***** Available records

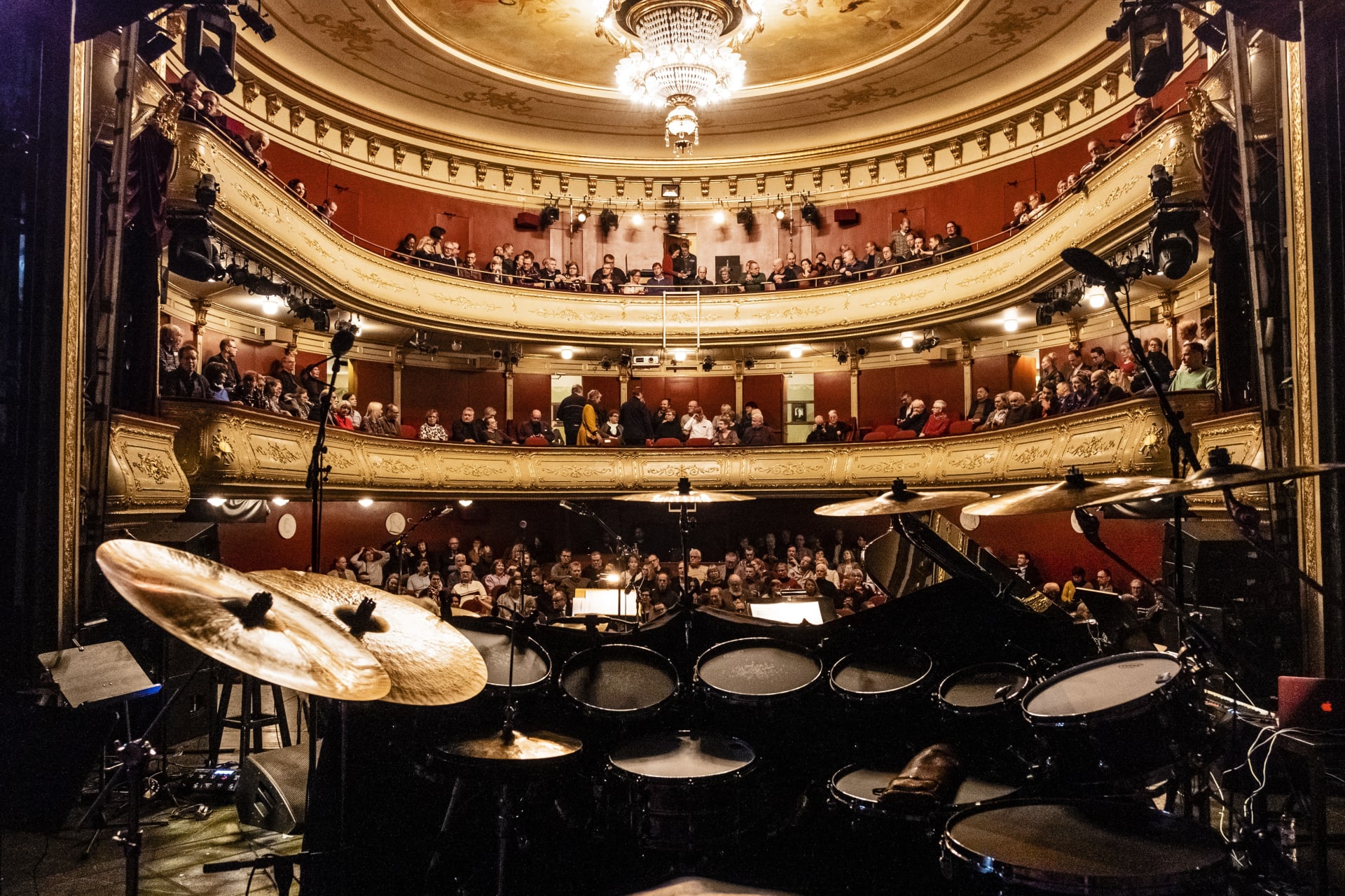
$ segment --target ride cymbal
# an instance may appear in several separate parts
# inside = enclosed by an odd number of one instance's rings
[[[346,629],[237,570],[132,539],[98,545],[97,559],[151,622],[243,674],[334,700],[378,700],[391,688]]]
[[[920,513],[921,510],[942,510],[962,506],[970,501],[989,498],[987,492],[912,492],[901,480],[892,484],[890,492],[876,498],[855,498],[824,504],[814,510],[818,516],[886,516],[890,513]]]
[[[989,501],[978,501],[962,508],[974,516],[1017,516],[1020,513],[1056,513],[1093,504],[1116,504],[1116,497],[1138,489],[1178,482],[1146,476],[1110,476],[1091,480],[1081,473],[1071,473],[1063,482],[1038,485],[1021,492],[1010,492]]]
[[[291,570],[249,574],[269,588],[351,630],[391,678],[387,703],[443,707],[471,700],[486,686],[486,661],[457,629],[410,598],[382,588]],[[447,596],[447,594],[445,594]],[[360,625],[360,600],[377,603]]]

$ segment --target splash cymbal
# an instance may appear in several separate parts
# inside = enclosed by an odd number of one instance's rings
[[[486,661],[472,642],[410,598],[330,575],[291,570],[249,575],[346,630],[355,625],[355,637],[391,678],[387,703],[441,707],[471,700],[486,686]],[[367,623],[358,625],[364,598],[377,607]]]
[[[1108,476],[1093,480],[1079,473],[1071,473],[1063,482],[1010,492],[989,501],[968,504],[962,510],[972,516],[1056,513],[1093,504],[1115,504],[1118,496],[1178,481],[1146,476]]]
[[[920,513],[921,510],[942,510],[962,506],[971,501],[989,498],[987,492],[912,492],[905,482],[896,480],[890,492],[876,498],[855,498],[819,506],[818,516],[888,516],[892,513]]]
[[[97,559],[151,622],[243,674],[334,700],[378,700],[391,688],[347,630],[237,570],[132,539],[98,545]]]

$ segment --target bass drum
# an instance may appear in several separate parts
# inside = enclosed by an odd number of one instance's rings
[[[1206,825],[1143,803],[1007,801],[948,819],[944,876],[975,893],[1215,896],[1228,852]]]
[[[607,643],[576,653],[561,666],[561,692],[586,716],[644,719],[677,696],[678,678],[667,657],[631,643]]]
[[[611,832],[643,852],[725,852],[765,813],[756,752],[699,731],[621,742],[608,756],[604,803]]]
[[[1068,783],[1143,779],[1198,752],[1201,692],[1166,653],[1103,657],[1028,692],[1022,711],[1050,775]]]

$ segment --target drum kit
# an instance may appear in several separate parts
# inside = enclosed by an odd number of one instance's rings
[[[998,497],[917,492],[897,481],[885,494],[816,513],[1073,510],[1342,466],[1224,465],[1189,480],[1071,474]],[[650,494],[681,514],[683,540],[698,504],[745,497],[693,492],[686,482],[631,497],[655,500]],[[494,889],[510,892],[507,852],[526,841],[511,825],[525,814],[519,801],[529,798],[529,782],[582,770],[592,832],[635,856],[671,857],[682,870],[802,818],[806,794],[781,799],[771,791],[808,778],[806,790],[822,795],[827,823],[839,823],[847,844],[880,853],[890,832],[919,823],[924,836],[913,840],[937,837],[943,875],[986,892],[1213,893],[1227,885],[1228,852],[1217,833],[1147,799],[1155,783],[1189,782],[1208,762],[1198,652],[1123,653],[1065,668],[1038,657],[986,657],[993,661],[966,666],[915,645],[865,641],[854,634],[862,626],[851,626],[850,637],[830,643],[738,637],[697,654],[690,652],[697,614],[685,614],[685,641],[671,639],[685,643],[685,657],[639,643],[648,626],[616,635],[590,627],[590,643],[553,662],[542,629],[527,621],[449,625],[410,599],[330,576],[245,575],[139,541],[104,544],[98,563],[128,602],[207,657],[338,708],[456,704],[480,721],[503,704],[503,724],[476,725],[430,750],[451,772],[453,795],[426,881],[460,825],[461,791],[484,780],[498,801]],[[565,733],[553,733],[516,724],[529,701],[549,707],[539,717],[573,728],[557,724]],[[907,766],[901,751],[931,739],[958,752],[960,780],[936,811],[916,819],[893,811],[882,795]],[[835,763],[843,751],[868,760]],[[824,772],[819,756],[834,763]],[[814,799],[812,809],[818,805]],[[853,892],[868,891],[861,884]]]

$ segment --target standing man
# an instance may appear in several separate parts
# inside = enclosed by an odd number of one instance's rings
[[[560,404],[561,423],[565,426],[565,443],[577,445],[580,423],[584,422],[584,387],[574,386]]]
[[[621,406],[621,441],[625,445],[644,445],[654,438],[654,420],[650,418],[650,408],[644,404],[644,392],[639,386],[631,392],[631,398]]]

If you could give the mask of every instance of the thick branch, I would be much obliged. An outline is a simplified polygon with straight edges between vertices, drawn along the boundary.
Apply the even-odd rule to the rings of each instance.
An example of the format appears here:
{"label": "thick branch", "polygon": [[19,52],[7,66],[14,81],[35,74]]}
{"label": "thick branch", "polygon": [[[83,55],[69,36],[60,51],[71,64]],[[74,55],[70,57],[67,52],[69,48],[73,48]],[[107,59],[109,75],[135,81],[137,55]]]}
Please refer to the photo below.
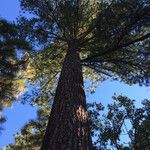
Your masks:
{"label": "thick branch", "polygon": [[103,55],[105,55],[105,54],[112,53],[112,52],[114,52],[114,51],[118,51],[118,50],[121,49],[121,48],[128,47],[128,46],[133,45],[133,44],[135,44],[135,43],[137,43],[137,42],[144,41],[144,40],[146,40],[146,39],[148,39],[148,38],[150,38],[150,33],[147,33],[146,35],[144,35],[144,36],[142,36],[142,37],[140,37],[140,38],[137,38],[137,39],[135,39],[135,40],[129,41],[129,42],[125,43],[125,44],[117,45],[117,46],[115,46],[115,47],[113,47],[113,48],[109,48],[109,49],[107,49],[107,50],[103,50],[103,51],[104,51],[103,53],[99,53],[99,54],[93,55],[93,56],[91,56],[91,57],[88,57],[88,58],[86,58],[86,59],[83,59],[82,61],[83,61],[83,62],[92,61],[92,60],[94,60],[95,58],[101,57],[101,56],[103,56]]}

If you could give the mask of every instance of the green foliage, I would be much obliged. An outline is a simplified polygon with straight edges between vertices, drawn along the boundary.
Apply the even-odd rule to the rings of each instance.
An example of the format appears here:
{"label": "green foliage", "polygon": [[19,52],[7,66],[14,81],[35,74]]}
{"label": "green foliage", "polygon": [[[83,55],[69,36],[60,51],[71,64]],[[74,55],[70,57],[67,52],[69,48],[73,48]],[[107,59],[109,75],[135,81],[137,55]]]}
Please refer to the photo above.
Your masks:
{"label": "green foliage", "polygon": [[[149,85],[148,0],[20,0],[20,3],[24,12],[32,14],[30,18],[18,18],[21,33],[43,49],[33,62],[34,67],[40,68],[36,67],[36,71],[40,70],[36,73],[38,80],[43,76],[55,78],[60,73],[67,47],[73,41],[78,45],[84,73],[89,74],[92,69],[101,80],[111,77],[128,84]],[[37,58],[43,62],[37,62]],[[48,75],[50,68],[54,71]]]}
{"label": "green foliage", "polygon": [[[93,143],[96,150],[146,149],[150,143],[150,112],[149,101],[144,100],[141,108],[136,108],[134,100],[124,96],[114,96],[114,102],[107,108],[101,103],[88,104],[89,123],[92,130]],[[51,99],[40,103],[37,119],[30,120],[20,132],[14,135],[15,144],[9,144],[7,149],[40,149],[46,130]],[[126,141],[123,140],[125,136]]]}
{"label": "green foliage", "polygon": [[[93,136],[96,138],[95,147],[99,150],[146,150],[150,144],[149,100],[144,100],[142,107],[136,108],[135,100],[124,96],[114,96],[113,99],[114,103],[107,106],[107,113],[102,115],[94,107],[94,114],[90,113]],[[101,104],[97,106],[101,107]]]}
{"label": "green foliage", "polygon": [[1,116],[3,107],[10,107],[24,88],[19,71],[26,61],[17,57],[16,50],[29,50],[31,46],[20,37],[18,31],[18,26],[0,19],[0,122],[5,121]]}

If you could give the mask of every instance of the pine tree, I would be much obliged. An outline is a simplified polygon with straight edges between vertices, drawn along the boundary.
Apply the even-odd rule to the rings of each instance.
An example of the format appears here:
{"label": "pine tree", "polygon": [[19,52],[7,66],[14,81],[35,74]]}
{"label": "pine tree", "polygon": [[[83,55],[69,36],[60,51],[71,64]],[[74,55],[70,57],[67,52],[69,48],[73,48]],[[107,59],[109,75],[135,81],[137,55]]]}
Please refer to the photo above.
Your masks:
{"label": "pine tree", "polygon": [[[11,106],[23,86],[18,72],[25,64],[25,60],[17,57],[17,49],[31,49],[28,42],[18,34],[19,27],[4,19],[0,19],[0,121],[3,107]],[[19,87],[19,88],[18,88]]]}
{"label": "pine tree", "polygon": [[55,59],[62,65],[41,149],[91,150],[82,66],[128,84],[149,85],[149,0],[20,2],[32,14],[20,18],[22,34],[44,47],[49,63]]}
{"label": "pine tree", "polygon": [[[45,99],[45,103],[37,100],[37,119],[30,120],[14,135],[15,143],[7,145],[8,150],[40,149],[51,108],[49,101],[51,99]],[[101,103],[89,103],[89,123],[95,150],[146,150],[150,144],[149,102],[145,99],[142,106],[137,108],[135,100],[115,95],[107,108]]]}

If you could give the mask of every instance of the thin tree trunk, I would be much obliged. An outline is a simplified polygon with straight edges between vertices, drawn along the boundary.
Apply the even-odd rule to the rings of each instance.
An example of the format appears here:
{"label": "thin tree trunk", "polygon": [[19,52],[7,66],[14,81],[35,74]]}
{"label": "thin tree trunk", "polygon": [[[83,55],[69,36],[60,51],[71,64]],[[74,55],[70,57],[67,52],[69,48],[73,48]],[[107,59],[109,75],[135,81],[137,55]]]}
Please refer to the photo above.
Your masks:
{"label": "thin tree trunk", "polygon": [[41,150],[92,150],[82,66],[76,44],[68,46]]}

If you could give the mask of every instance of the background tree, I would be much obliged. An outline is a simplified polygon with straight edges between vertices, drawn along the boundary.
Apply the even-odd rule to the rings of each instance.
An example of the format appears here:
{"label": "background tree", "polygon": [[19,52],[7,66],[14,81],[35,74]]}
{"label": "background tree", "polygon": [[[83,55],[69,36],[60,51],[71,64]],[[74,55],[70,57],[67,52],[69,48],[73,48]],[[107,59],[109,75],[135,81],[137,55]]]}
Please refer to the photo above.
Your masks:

**********

* _Goal of the exercise_
Reproduce the items verbatim, starting at the line that contains "of the background" and stopping after the last line of the items.

* _Exercise output_
If you could give the mask of every instance of the background tree, I would be much obliged. An outline is a simplified polygon with straight edges between vertices, drawn along the boundary.
Apply the even-odd rule to the rings of each instance.
An example of the format appears here:
{"label": "background tree", "polygon": [[19,52],[7,66],[14,81],[35,74]]}
{"label": "background tree", "polygon": [[[83,55],[69,36],[60,51],[71,64]],[[74,55],[70,57],[67,52],[69,48],[73,48]],[[107,59],[109,75],[135,81],[137,55]]]}
Please refer to the photo above.
Your masks:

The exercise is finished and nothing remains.